= Task to complete =
Anywhere the string "hillside" shows up in the listing below, copy the line it is in.

= Data records =
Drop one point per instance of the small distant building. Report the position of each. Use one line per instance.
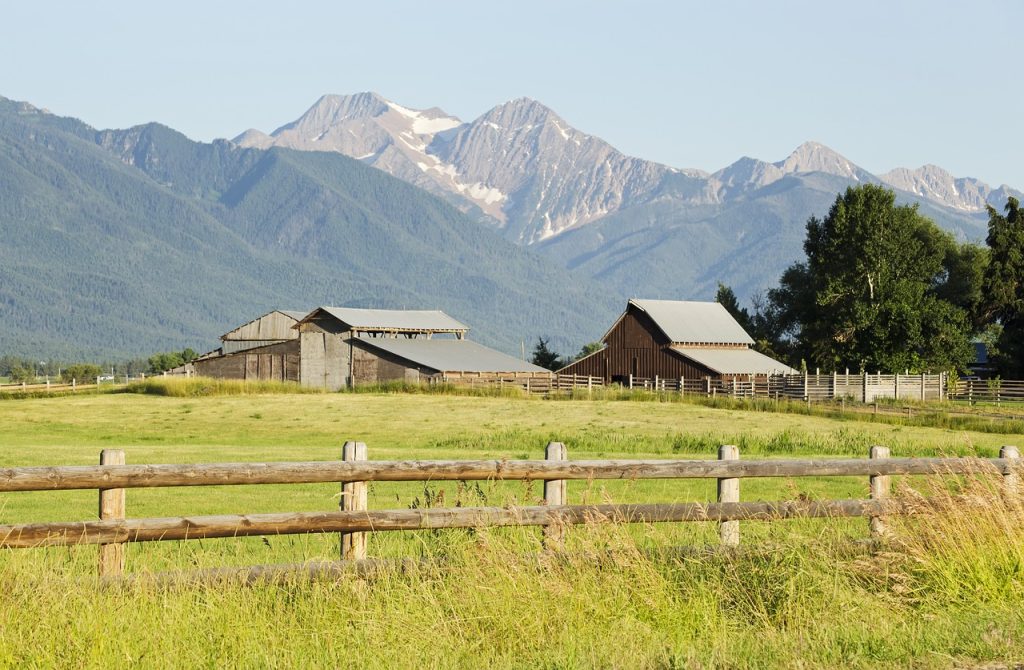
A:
(346, 346)
(265, 348)
(674, 339)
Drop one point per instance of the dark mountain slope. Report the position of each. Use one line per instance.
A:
(120, 243)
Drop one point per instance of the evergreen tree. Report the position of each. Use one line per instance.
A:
(544, 357)
(1004, 287)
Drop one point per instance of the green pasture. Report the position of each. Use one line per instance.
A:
(940, 596)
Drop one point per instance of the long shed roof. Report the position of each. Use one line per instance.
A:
(691, 322)
(450, 356)
(395, 320)
(734, 362)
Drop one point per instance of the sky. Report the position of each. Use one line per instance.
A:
(691, 85)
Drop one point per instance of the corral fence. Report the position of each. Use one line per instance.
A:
(864, 387)
(68, 386)
(987, 390)
(112, 477)
(541, 383)
(48, 386)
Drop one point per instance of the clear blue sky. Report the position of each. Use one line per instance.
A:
(887, 84)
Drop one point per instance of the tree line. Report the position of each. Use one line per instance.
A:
(883, 288)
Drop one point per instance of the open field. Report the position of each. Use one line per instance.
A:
(946, 593)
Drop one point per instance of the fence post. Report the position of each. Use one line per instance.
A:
(353, 499)
(1012, 479)
(728, 491)
(880, 486)
(555, 493)
(112, 507)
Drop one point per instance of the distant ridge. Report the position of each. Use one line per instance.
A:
(536, 177)
(121, 243)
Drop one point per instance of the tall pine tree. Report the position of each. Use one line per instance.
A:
(1004, 287)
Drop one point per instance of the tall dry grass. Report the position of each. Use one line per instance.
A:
(943, 591)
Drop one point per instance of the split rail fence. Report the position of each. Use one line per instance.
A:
(112, 477)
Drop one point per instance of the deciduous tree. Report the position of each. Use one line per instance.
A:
(870, 293)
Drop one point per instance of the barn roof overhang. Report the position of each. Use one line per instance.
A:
(390, 321)
(450, 356)
(291, 313)
(732, 361)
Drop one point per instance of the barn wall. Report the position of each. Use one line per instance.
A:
(373, 366)
(325, 353)
(636, 346)
(275, 363)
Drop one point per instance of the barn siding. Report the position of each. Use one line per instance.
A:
(326, 352)
(636, 346)
(373, 366)
(274, 363)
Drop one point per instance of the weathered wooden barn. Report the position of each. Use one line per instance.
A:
(265, 348)
(345, 346)
(676, 339)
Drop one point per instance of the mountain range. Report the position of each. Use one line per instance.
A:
(643, 227)
(125, 242)
(121, 243)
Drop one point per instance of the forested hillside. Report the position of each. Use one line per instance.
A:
(120, 243)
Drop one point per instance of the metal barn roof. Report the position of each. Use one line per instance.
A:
(451, 356)
(684, 321)
(251, 330)
(734, 362)
(395, 320)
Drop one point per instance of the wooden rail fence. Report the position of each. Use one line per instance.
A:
(112, 477)
(863, 387)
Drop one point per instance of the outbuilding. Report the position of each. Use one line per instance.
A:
(347, 346)
(264, 348)
(676, 339)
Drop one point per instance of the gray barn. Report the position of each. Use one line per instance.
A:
(345, 346)
(265, 348)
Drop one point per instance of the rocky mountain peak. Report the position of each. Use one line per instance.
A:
(815, 157)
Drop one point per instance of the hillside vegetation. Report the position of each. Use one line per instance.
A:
(124, 243)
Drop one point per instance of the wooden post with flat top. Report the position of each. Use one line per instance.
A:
(728, 491)
(353, 499)
(112, 507)
(555, 493)
(1012, 479)
(880, 486)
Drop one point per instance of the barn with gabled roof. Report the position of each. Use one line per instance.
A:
(264, 348)
(346, 346)
(675, 339)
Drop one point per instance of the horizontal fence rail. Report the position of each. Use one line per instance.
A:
(205, 474)
(354, 520)
(228, 526)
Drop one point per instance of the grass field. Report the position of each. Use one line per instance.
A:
(946, 592)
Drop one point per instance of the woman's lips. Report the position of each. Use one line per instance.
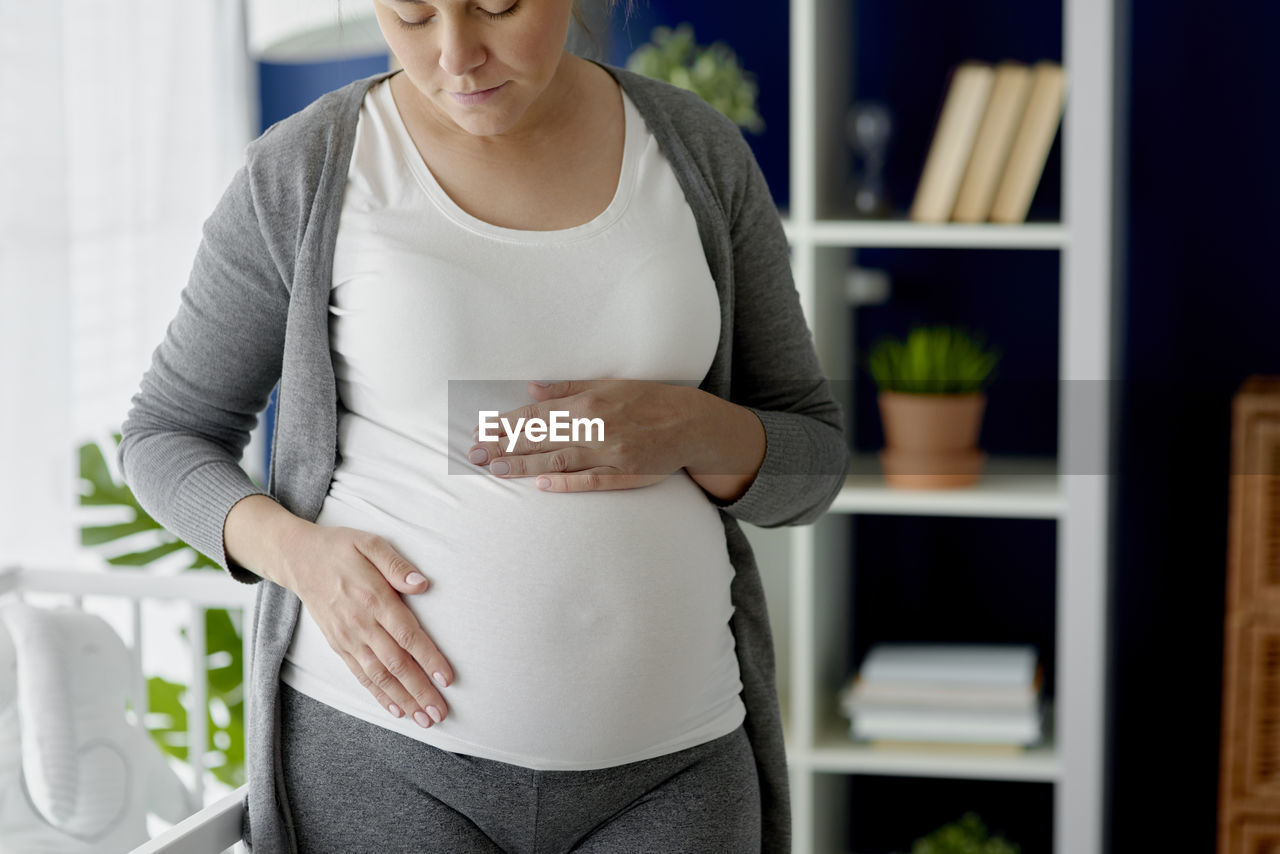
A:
(475, 97)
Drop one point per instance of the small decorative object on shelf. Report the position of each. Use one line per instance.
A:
(869, 127)
(712, 72)
(932, 401)
(960, 697)
(964, 836)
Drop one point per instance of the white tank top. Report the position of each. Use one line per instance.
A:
(585, 630)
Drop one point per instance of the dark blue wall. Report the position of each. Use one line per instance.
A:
(1202, 313)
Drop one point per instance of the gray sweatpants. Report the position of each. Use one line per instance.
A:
(353, 786)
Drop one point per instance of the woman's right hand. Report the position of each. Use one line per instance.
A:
(350, 583)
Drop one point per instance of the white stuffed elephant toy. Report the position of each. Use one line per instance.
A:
(74, 775)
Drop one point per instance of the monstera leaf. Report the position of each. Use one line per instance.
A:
(149, 542)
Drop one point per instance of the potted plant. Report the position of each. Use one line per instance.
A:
(965, 836)
(932, 400)
(711, 72)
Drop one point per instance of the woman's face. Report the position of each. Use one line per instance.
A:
(451, 48)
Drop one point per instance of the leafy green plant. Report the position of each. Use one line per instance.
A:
(223, 649)
(712, 72)
(964, 836)
(933, 360)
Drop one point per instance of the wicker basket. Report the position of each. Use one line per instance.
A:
(1249, 782)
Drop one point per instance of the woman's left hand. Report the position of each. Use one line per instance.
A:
(649, 430)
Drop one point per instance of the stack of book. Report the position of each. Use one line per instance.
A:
(946, 694)
(993, 136)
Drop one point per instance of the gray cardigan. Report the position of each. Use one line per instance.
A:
(255, 313)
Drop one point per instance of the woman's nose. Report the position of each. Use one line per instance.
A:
(460, 48)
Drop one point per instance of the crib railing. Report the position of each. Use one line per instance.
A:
(216, 826)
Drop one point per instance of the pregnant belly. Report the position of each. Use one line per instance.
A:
(584, 630)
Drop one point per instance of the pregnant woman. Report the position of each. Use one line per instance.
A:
(487, 642)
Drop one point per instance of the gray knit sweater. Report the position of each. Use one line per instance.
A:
(255, 313)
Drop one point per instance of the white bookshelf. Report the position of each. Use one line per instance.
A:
(809, 597)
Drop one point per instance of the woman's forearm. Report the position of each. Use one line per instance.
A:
(256, 535)
(727, 447)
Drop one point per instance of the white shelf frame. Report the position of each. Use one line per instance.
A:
(1073, 489)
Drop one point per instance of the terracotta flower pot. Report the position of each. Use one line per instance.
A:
(932, 439)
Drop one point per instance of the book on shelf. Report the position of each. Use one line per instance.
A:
(977, 730)
(862, 694)
(946, 693)
(961, 663)
(1011, 85)
(1031, 145)
(952, 142)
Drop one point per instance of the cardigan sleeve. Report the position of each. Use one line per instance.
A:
(209, 379)
(776, 370)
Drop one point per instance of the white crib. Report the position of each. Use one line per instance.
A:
(216, 827)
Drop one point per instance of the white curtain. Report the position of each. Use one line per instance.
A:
(120, 124)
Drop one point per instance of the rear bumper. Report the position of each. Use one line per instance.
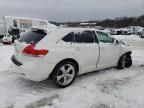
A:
(35, 71)
(16, 62)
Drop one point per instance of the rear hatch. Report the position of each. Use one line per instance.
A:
(28, 40)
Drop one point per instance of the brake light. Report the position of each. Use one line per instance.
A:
(29, 50)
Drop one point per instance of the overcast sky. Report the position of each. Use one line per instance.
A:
(72, 10)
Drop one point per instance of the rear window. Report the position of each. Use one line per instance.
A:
(34, 35)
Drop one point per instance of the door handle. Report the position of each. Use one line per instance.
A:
(77, 49)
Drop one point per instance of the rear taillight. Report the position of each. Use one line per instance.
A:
(29, 50)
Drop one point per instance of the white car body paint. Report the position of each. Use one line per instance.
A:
(90, 57)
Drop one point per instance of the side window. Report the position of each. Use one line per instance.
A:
(68, 37)
(103, 37)
(84, 37)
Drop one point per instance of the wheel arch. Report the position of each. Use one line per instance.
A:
(64, 60)
(128, 53)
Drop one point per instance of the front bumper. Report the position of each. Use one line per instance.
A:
(33, 71)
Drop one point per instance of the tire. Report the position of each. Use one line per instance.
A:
(122, 62)
(64, 74)
(128, 61)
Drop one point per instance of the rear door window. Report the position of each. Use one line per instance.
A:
(84, 37)
(103, 37)
(34, 35)
(68, 37)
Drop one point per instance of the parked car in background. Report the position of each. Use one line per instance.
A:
(11, 27)
(141, 33)
(64, 53)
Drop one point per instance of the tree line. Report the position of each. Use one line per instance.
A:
(118, 22)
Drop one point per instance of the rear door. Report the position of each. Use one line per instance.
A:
(86, 50)
(109, 51)
(32, 36)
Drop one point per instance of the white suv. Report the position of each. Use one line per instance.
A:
(64, 53)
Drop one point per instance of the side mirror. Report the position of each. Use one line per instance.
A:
(116, 42)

= Solved problem =
Drop one point per instance of the forested hillside. Report the position of each. Use one line per instance.
Drop one point per instance of the hillside vegetation. Report the position of each. Use one line per instance.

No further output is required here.